Set problem — Repeat verbatim every line of the material, beginning at the line that holds "ceiling fan with" and ending at its last line.

Records to process —

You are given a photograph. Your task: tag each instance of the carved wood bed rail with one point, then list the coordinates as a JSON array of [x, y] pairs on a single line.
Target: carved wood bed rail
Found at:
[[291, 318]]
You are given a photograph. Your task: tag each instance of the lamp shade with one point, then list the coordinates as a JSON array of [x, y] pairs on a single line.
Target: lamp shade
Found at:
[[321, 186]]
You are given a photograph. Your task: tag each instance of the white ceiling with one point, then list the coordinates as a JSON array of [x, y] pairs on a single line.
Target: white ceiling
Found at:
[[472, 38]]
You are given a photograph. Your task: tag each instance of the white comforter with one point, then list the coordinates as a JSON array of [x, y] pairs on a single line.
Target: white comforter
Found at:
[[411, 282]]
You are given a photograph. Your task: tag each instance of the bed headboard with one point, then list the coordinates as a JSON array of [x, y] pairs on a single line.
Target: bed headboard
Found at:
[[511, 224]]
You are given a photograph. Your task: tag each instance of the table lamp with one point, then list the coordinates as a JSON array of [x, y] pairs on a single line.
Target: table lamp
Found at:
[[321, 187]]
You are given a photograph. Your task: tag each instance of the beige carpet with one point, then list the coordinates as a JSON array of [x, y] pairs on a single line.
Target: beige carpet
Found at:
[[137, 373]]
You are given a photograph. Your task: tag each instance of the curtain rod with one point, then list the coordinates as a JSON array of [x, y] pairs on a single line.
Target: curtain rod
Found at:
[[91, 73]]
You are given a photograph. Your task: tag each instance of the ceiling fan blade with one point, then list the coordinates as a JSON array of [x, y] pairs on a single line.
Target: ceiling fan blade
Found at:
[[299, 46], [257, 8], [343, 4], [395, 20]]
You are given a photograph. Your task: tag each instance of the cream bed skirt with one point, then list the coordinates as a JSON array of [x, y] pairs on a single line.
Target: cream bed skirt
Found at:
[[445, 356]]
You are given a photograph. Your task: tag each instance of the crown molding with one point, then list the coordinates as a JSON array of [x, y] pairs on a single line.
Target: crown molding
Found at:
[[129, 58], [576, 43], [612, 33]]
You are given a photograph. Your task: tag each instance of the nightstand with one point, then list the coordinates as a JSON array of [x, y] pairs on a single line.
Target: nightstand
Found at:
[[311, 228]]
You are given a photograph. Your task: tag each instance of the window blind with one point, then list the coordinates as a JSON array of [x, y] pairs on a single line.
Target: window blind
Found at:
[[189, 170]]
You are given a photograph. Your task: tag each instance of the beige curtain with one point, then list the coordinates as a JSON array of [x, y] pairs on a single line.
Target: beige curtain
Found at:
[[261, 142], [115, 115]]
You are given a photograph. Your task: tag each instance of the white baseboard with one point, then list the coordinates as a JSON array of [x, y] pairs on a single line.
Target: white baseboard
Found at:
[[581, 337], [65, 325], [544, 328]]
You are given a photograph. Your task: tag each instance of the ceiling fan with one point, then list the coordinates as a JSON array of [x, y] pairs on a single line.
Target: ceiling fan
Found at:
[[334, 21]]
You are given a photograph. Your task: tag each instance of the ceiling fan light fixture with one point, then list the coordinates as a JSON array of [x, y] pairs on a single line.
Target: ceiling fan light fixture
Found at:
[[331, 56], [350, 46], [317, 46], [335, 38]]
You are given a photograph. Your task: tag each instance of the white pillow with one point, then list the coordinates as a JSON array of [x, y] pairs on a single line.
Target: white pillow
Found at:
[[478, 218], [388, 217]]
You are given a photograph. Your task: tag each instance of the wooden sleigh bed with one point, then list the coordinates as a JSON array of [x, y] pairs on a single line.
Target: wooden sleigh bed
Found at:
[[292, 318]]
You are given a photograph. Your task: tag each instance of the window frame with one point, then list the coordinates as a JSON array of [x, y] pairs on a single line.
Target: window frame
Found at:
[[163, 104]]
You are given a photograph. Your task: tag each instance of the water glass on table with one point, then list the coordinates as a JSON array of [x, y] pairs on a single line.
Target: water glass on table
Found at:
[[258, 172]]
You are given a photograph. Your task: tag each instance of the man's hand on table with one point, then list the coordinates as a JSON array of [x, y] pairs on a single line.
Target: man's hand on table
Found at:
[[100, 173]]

Exercise result —
You are given a photograph. Your task: tag each instance of the ceiling fan with one point, then list the coordinates as a JSON array of [x, y] pairs on a single line.
Target: ceiling fan
Found at:
[[334, 21]]
You are given a photograph. Your task: tag each instance of the ceiling fan light fixture with one point, then list the coordinates as a JSON array of [x, y] pairs on a single line.
Target: ceiling fan light fixture
Found at:
[[331, 56], [350, 46], [317, 46], [335, 38]]
You are given a photograph. Your task: tag each instance of the white pillow with one point, then list the coordinates as a JSON array of [x, y] pairs on a single line.
Target: white pillow
Found at:
[[478, 218], [388, 217]]
You are given a photograph. Your task: tag each instance of the wooden sleigh bed with one point, then list the coordinates as a JSON array of [x, y] pairs on a single line.
Target: wooden sleigh bed
Found at:
[[292, 318]]
You are given a photograph. Your task: tag each instance of the window frame with one point, then list the coordinates as a JSON array of [x, y] pairs on a single line.
Target: window frame
Found at:
[[163, 104]]
You are given a photograph. Your task: tag each instance of the water glass on table with one point, then list the coordinates as a JSON array of [x, y] pairs on a single line.
Target: water glass on table
Found at:
[[258, 172]]
You are given a photograph. Your task: tag each instance of the man's hand on table with one point, then list the coordinates as a JSON array of [x, y] pairs on a single line.
Target: man's hand on table
Found at:
[[100, 173]]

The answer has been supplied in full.